> **Metin bölümü**
————————

Ruh- Bilinç bedenimiz; Yani ruhumuz. Onun sahip olduğu vasıflar; Hayal gücü, düşünme, ezberleme, hatırlama, vehim(Zannetme), karar verme, tercih edebilme(İrade), aklı kullanabilme, kalp gözü-basiretle görme, hissedebilme, sevinme, üzüntü, acı çekme gibi özelliklerdir.(2) Gücü, kapasitesi sonsuzdur ancak onların dünya yaşamı süresince biriktirebildiği ilim ve sevap enerjisi dediğimiz pozitif enerjisi ile etkinleştirebildiği kadarını kullanabilecektir. Bir başka deyişle madde boyutunda gerçekleştirdiği her davranışın sonuçlarını görecek, yaşayacak olan bedenimizdir.(3)
Madde beden; Madde olarak bedenin, beyin dışında fazla bir önemi yoktur. Bilindiği gibi madde, atomlardan, atomlar nötron-nötrünolar, kuark, kuant, parçacıklar, onlar da elektro manyetik enerji cinslerinin yoğunlaşması ile meydana gelen bir yapıdır. Aynı boyut içinde devinim halinde seyrine devam eder. Yalnız beyin, hem biyolojik bedenimizin hareket ve kontrolünü sağlaması, hem de 5 duyu dediğimiz giriş üniteleri ile bilgi ve enerji kazanımlarını ruha yüklemesi açısından önemi büyüktür. Vücut ona enerji sağlamak için vardır.
Madde bedenimizin istek ve ihtiyaçlarını iki kategoride toplayabiliriz.

————————

> **Verilen satırlar**
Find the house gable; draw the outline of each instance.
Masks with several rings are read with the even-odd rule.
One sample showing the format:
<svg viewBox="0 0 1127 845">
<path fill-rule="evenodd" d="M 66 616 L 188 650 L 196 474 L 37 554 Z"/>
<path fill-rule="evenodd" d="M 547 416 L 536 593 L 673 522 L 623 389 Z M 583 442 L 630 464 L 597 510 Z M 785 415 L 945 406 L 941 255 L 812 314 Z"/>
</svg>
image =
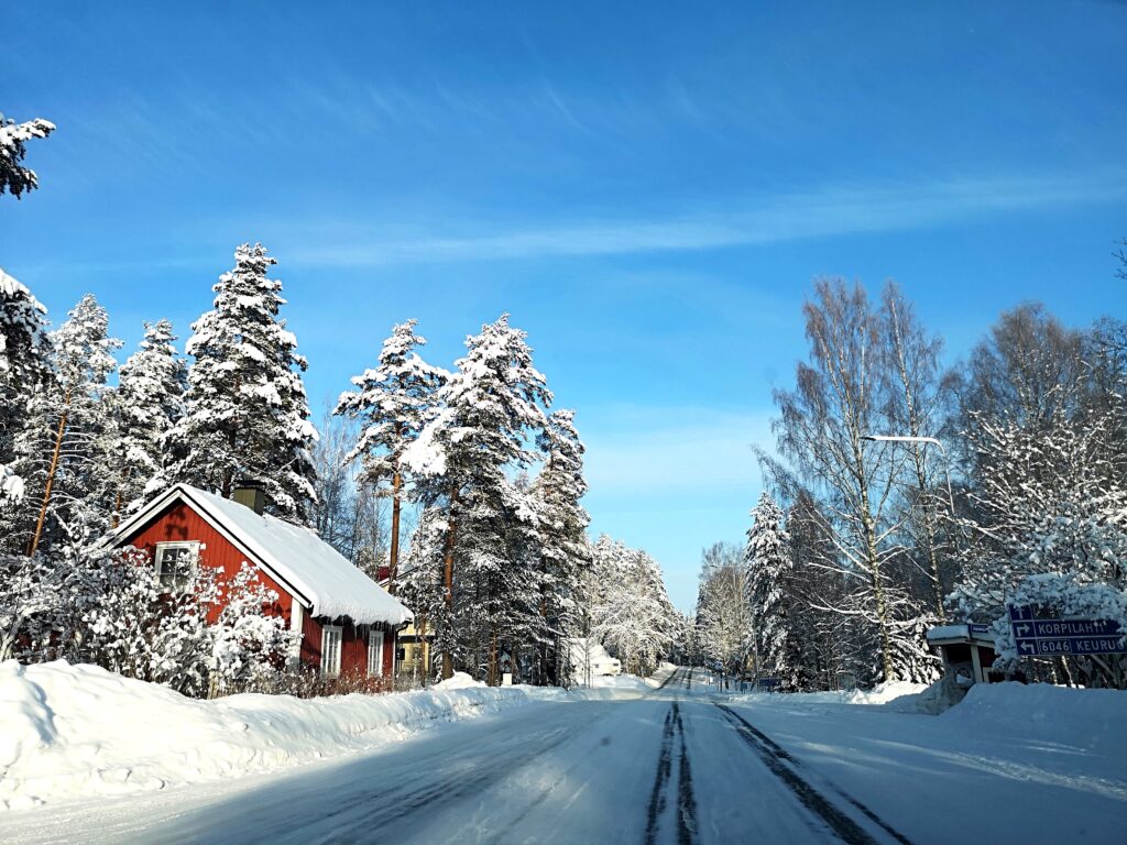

————————

> **Görev listesi**
[1] Ruh ve madde beden üzerine olan metni iki cümleyle özetleyin.
[2] Ruh ve madde beden üzerine olan metni kaldığı yerden devam ettirin.

> **Görevlere göre yanıtlar**
[1] Metne göre ruh, hayal gücü, düşünme, irade, akıl ve hissetme gibi vasıfları olan bilinç bedenimizdir. Gücü sonsuz olsa da ruh, dünya hayatında biriktirdiği ilim ve sevap enerjisi kadarını kullanabilecek ve davranışlarının sonuçlarını yaşayacaktır; madde bedenin ise beyin dışında fazla önemi yoktur, beyin hem bedenin hareketini ve kontrolünü sağlar hem de beş duyuyla edinilen bilgi ve enerjiyi ruha yükler.

[2]
1 – Mizaç, yani otonom sinir sisteminin özelliği olan ve iç salgı bezlerinin az veya çok çalışması gibi kalıtımla gelen fizyolojik özelliklerinden kaynaklanan davranışlar. (Çabuk kızmak, soğuk kanlılık, sıcak kanlılık, saldırganlık, kin vs. gibi.)
2 – Şehvet; yani cinsellik, yemek, içmek, uyumak gibi bedenin genellikle istemsiz olarak ihtiyaçlarını temin etme davranışlarıdır.
Bu özellikler tüm biyolojik canlılarda ortaktır.
Mizaçtan kaynaklanan istekler sert, kural tanımaz, kavgacı karakterdedir. Ancak Akıl dediğimiz Ruh-bilincimizin kullanabildiği yetenekle frenlenebilir. Akıl ise ancak ilim ve bilgi ile ikna olması halinde veya şartlanma ile bloke edilmiş ise müdahale eder. Bir başka deyişle sözünü dinletebilir.
Şehvetten kaynaklanan istekler, arsız, onursuz, yüzsüz, sırnaşık, şımarık karakterdedir. Fakat kontrol altına alınması daha kolay, gücü mizaca göre daha azdır. Buna karşılık iradeye en çok ihtiyaç duyan ve kullanan kaynaktır.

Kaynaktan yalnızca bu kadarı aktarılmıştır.